(Excerpts of pointing data)

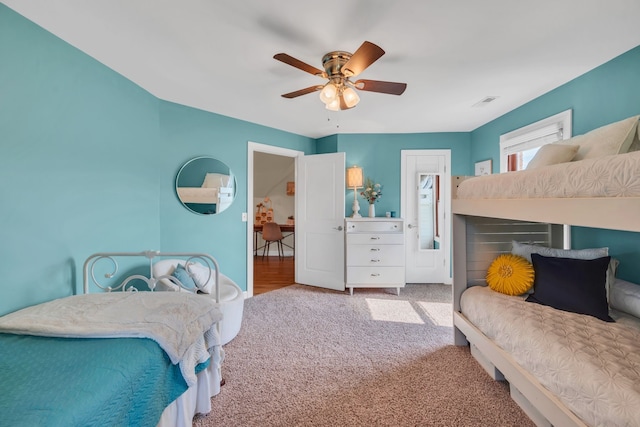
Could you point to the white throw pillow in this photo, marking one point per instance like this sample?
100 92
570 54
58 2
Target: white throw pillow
552 154
625 296
614 138
215 180
203 276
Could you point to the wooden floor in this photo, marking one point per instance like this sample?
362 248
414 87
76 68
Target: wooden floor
272 273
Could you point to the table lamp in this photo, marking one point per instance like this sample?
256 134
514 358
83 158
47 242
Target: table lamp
355 181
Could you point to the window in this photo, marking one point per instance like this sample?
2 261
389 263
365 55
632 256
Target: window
518 147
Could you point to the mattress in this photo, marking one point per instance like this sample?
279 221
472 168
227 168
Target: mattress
591 365
85 381
609 176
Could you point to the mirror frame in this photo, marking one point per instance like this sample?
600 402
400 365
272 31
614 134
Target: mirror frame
199 191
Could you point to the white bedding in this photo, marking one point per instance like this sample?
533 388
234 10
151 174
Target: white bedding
183 324
206 195
591 365
609 176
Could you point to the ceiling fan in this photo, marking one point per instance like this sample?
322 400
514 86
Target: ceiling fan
339 67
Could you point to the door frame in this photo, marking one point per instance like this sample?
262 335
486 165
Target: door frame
447 202
253 147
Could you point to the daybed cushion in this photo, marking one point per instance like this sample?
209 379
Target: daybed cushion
592 366
625 296
574 285
614 138
552 154
510 274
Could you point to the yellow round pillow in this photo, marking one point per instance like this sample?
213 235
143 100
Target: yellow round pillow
510 274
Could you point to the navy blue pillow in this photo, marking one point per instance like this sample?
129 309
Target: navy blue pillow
181 274
575 285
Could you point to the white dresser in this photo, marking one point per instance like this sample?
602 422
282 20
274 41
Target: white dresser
375 253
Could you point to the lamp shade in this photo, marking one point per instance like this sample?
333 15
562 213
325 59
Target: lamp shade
354 177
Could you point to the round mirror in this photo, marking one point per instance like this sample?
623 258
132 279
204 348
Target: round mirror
205 186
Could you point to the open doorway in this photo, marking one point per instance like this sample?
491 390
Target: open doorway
274 202
271 177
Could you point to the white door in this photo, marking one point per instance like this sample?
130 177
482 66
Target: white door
320 189
425 201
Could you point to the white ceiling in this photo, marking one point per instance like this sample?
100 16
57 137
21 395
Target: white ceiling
217 55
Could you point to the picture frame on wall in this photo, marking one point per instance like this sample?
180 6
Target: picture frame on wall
484 167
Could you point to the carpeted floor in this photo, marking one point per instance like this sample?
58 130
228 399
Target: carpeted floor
312 357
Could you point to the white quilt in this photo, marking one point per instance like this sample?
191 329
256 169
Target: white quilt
183 324
609 176
591 365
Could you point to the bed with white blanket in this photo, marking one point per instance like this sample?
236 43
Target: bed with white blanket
129 356
563 368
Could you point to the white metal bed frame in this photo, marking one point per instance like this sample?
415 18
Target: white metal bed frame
90 264
184 408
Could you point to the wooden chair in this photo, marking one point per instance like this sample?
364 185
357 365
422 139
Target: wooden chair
271 233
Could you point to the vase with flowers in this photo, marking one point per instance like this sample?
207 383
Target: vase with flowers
372 192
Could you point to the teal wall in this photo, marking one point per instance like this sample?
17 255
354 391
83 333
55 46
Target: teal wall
379 155
606 94
74 137
187 133
88 165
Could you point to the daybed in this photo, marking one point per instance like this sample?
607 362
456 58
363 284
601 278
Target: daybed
563 368
127 356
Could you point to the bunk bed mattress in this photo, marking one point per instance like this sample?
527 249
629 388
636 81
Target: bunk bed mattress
610 176
592 366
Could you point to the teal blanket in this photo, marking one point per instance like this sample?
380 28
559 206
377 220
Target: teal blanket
85 381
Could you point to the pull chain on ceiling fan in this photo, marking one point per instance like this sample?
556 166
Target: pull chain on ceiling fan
338 93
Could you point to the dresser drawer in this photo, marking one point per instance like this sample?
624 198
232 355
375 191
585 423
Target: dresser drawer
375 238
369 255
375 275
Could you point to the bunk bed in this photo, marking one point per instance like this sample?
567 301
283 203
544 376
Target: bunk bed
118 354
588 374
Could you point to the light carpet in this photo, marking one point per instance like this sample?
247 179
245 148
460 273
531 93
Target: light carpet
307 356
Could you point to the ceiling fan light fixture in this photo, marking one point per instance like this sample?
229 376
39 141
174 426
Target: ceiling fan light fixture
333 105
329 93
351 98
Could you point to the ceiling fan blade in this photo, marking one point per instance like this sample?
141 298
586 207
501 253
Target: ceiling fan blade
392 88
367 54
301 92
290 60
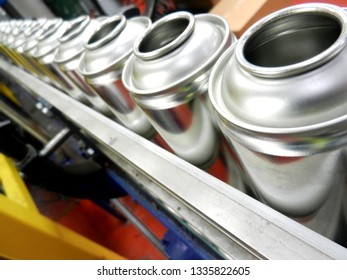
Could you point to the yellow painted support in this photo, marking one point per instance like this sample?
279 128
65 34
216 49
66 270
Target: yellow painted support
26 234
13 185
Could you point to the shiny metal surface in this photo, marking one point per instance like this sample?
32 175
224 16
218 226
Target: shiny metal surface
228 221
167 76
280 95
44 53
102 63
69 53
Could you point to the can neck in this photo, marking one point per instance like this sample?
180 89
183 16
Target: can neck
165 36
108 31
77 27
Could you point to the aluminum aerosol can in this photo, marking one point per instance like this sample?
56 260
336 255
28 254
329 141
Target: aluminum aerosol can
44 53
168 75
17 46
280 94
69 53
47 72
102 63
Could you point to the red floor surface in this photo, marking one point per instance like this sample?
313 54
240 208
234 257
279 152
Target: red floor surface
93 222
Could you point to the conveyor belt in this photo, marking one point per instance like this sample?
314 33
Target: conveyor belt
233 224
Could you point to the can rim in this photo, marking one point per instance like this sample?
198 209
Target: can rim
305 65
228 36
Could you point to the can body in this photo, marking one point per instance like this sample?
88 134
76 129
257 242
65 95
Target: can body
69 53
101 66
280 99
168 76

__Problem requirements__
Could you put every line of the rows above into a JSON list of strings, one string per line, with blank lines skipped and the pictures left out?

__Output__
[
  "Could you point to the white throw pillow in this photo, marking one point per instance like this sample?",
  "100 92",
  "570 54",
  "58 2",
  "Target: white throw pillow",
  "552 154",
  "625 296",
  "614 138",
  "215 180",
  "203 276",
  "Could you point to the wooden floor in this photo, marking one point per instance like this sample?",
  "362 248",
  "414 87",
  "76 68",
  "Target: wooden floor",
  "272 273",
  "Could you point to the table lamp in this photo, marking one point per instance like this sample?",
  "256 134",
  "514 358",
  "83 158",
  "47 242",
  "Target: table lamp",
  "355 181",
  "Could you point to the window in this photo, marking one point per instance like this sample?",
  "2 261",
  "389 263",
  "365 55",
  "632 256",
  "Target: window",
  "518 147",
  "Could you point to the mattress in this photo, marking one point per instance like this sample?",
  "279 221",
  "472 168",
  "227 168",
  "Target: mattress",
  "591 365",
  "85 381",
  "609 176",
  "Could you point to the mirror frame in this photo, marking one point per instance like this sample?",
  "600 402",
  "400 365",
  "272 31",
  "614 134",
  "Target: mirror frame",
  "199 191",
  "Could you point to the white bedding in this photo, marking one point per instance like this sample?",
  "533 388",
  "234 10",
  "151 174",
  "Target: white bedding",
  "183 324",
  "206 195",
  "591 365",
  "609 176",
  "Could you point to the ceiling fan in this photo, marking one point per instance like this sample?",
  "322 400",
  "514 86",
  "Target: ceiling fan",
  "339 67",
  "Could you point to the door frame in this photo, marking one point per instance like this sample?",
  "262 335",
  "486 165",
  "Target: door frame",
  "447 202",
  "253 147",
  "Could you point to the daybed cushion in this photo, marking one point per instance like this sample?",
  "209 379",
  "Target: daybed cushion",
  "592 366",
  "625 296",
  "574 285",
  "614 138",
  "552 154",
  "510 274",
  "Could you point to the yellow round pillow in this photo, marking one point per instance like this sample?",
  "213 235",
  "143 100",
  "Target: yellow round pillow",
  "510 274",
  "Could you point to the navy blue pillow in this photo, marking one point per instance like this sample?",
  "129 309",
  "Target: navy blue pillow",
  "181 274",
  "575 285",
  "Could you point to the white dresser in this photo, marking one point per instance like this sample?",
  "602 422",
  "282 20",
  "274 41",
  "Target: white dresser",
  "375 253",
  "Could you point to the lamp shade in this photo, marking one point per instance like this sample?",
  "333 15",
  "562 213",
  "325 59",
  "Target: lamp shade",
  "354 177",
  "Could you point to the round mirror in this photo, marking one point per instance like this sample?",
  "623 258",
  "132 279",
  "204 348",
  "Target: round mirror",
  "205 186",
  "Could you point to the open doorway in this photo, marking one point per instance like this sample?",
  "491 390",
  "Target: open doorway",
  "274 202",
  "271 177",
  "Could you point to the white door in this photo, marking one point per instance like this sample?",
  "130 177",
  "482 66",
  "Target: white door",
  "320 189",
  "425 201",
  "Could you point to the white ceiling in this photo, marking one point per instance like this sample?",
  "100 16",
  "57 137",
  "21 395",
  "Target: white ceiling",
  "217 55",
  "Could you point to the picture frame on wall in this photo, marking one point per instance like this sample?",
  "180 6",
  "Target: picture frame on wall",
  "484 167",
  "Could you point to the carpeted floor in this photo, marking one point per instance like this sample?",
  "58 130",
  "228 399",
  "Target: carpeted floor",
  "312 357",
  "Could you point to the white quilt in this photo, marking one point per instance like this sample?",
  "191 329",
  "256 169",
  "Target: white quilt",
  "183 324",
  "609 176",
  "591 365",
  "Could you point to the bed with white blanket in this photo, marking one point per instance like this sample?",
  "236 43",
  "Target: bed with white blanket",
  "129 356",
  "563 368",
  "Could you point to the white metal bed frame in this photo, marking one point per instance like this sample?",
  "415 18",
  "Target: white metal bed frame",
  "90 264",
  "184 408",
  "Could you point to the wooden chair in this photo, marking one point per instance like this sample?",
  "364 185",
  "357 365",
  "422 139",
  "Target: wooden chair",
  "271 233",
  "Could you point to the vase with flowers in this photo, marking one point per instance like this sample?",
  "207 383",
  "Target: vase with flowers",
  "372 192",
  "Could you point to the teal wall in this photo, marking one point per instance like this sample?",
  "17 255",
  "354 391",
  "83 333",
  "55 46",
  "Target: teal wall",
  "379 155",
  "606 94",
  "74 137",
  "187 133",
  "88 165",
  "Could you point to the daybed in this photo, marking one point per instance like this sample?",
  "607 362",
  "456 58",
  "363 284",
  "601 278",
  "Target: daybed",
  "563 368",
  "127 356",
  "Could you point to the bunk bed mattress in this photo, marking one point per instance like this sample?",
  "527 249",
  "629 388",
  "636 81",
  "Target: bunk bed mattress",
  "610 176",
  "592 366",
  "Could you point to the teal blanket in this photo, marking one point per instance like this sample?",
  "380 28",
  "559 206",
  "377 220",
  "Target: teal blanket",
  "85 381",
  "Could you point to the pull chain on ceiling fan in this photo, marking one point per instance like this sample?",
  "556 166",
  "Target: pull chain on ceiling fan",
  "338 93",
  "Could you point to the dresser drawer in this photo, marking one point per instance like this sample?",
  "624 198",
  "232 355",
  "375 191",
  "585 423",
  "Target: dresser drawer",
  "375 238",
  "369 255",
  "375 275",
  "Could you point to the bunk bed in this photo, marking one point per instance like this sample?",
  "567 301",
  "283 203",
  "544 376",
  "Target: bunk bed",
  "118 354",
  "588 374",
  "Could you point to the light carpet in this photo, marking one point per instance like this sample?",
  "247 179",
  "245 148",
  "460 273",
  "531 93",
  "Target: light carpet",
  "307 356",
  "Could you point to the ceiling fan light fixture in this photo, marking one point per instance like this sample?",
  "229 376",
  "39 141",
  "174 426",
  "Target: ceiling fan light fixture",
  "333 105",
  "329 93",
  "351 98",
  "Could you point to the ceiling fan blade in this photo, marking one point per instance like this sample?",
  "141 298",
  "586 207",
  "501 253",
  "Target: ceiling fan blade",
  "392 88",
  "367 54",
  "301 92",
  "290 60",
  "Could you point to the yellow painted support in this photo, marking one point per instance like this sample?",
  "279 128",
  "65 34",
  "216 49",
  "66 270",
  "Target: yellow painted support",
  "26 234",
  "13 185",
  "Could you point to the shiny metal surface in this photo, marking one point per instance like this sample?",
  "32 175",
  "224 16",
  "218 226",
  "Target: shiny metal surface",
  "228 221",
  "167 76",
  "280 95",
  "44 53",
  "102 63",
  "69 53",
  "Could you point to the can neck in this photo, marking one point per instance like this sample?",
  "180 89",
  "183 16",
  "Target: can neck",
  "165 36",
  "108 31",
  "77 27",
  "Could you point to the aluminum aerosol can in this photo, marking one point per instance like this sample?",
  "56 260",
  "336 255",
  "28 254",
  "329 141",
  "Target: aluminum aerosol can",
  "44 53",
  "168 75",
  "17 46",
  "280 94",
  "69 53",
  "47 72",
  "102 63",
  "Could you point to the red floor surface in this photo, marking one point per instance like this sample?",
  "313 54",
  "240 208",
  "234 257",
  "279 152",
  "Target: red floor surface",
  "93 222",
  "Could you point to the conveyor belt in this photo, marking one point per instance like this sample?",
  "314 33",
  "Target: conveyor belt",
  "233 224",
  "Could you point to the can rim in this photo, marking one point per instance like this sample?",
  "198 209",
  "Target: can rim",
  "305 65",
  "228 36",
  "Could you point to the can body in this photo, marking one point per instance like this sample?",
  "88 134",
  "76 129",
  "257 242",
  "65 95",
  "Target: can body",
  "69 53",
  "101 66",
  "280 99",
  "168 76"
]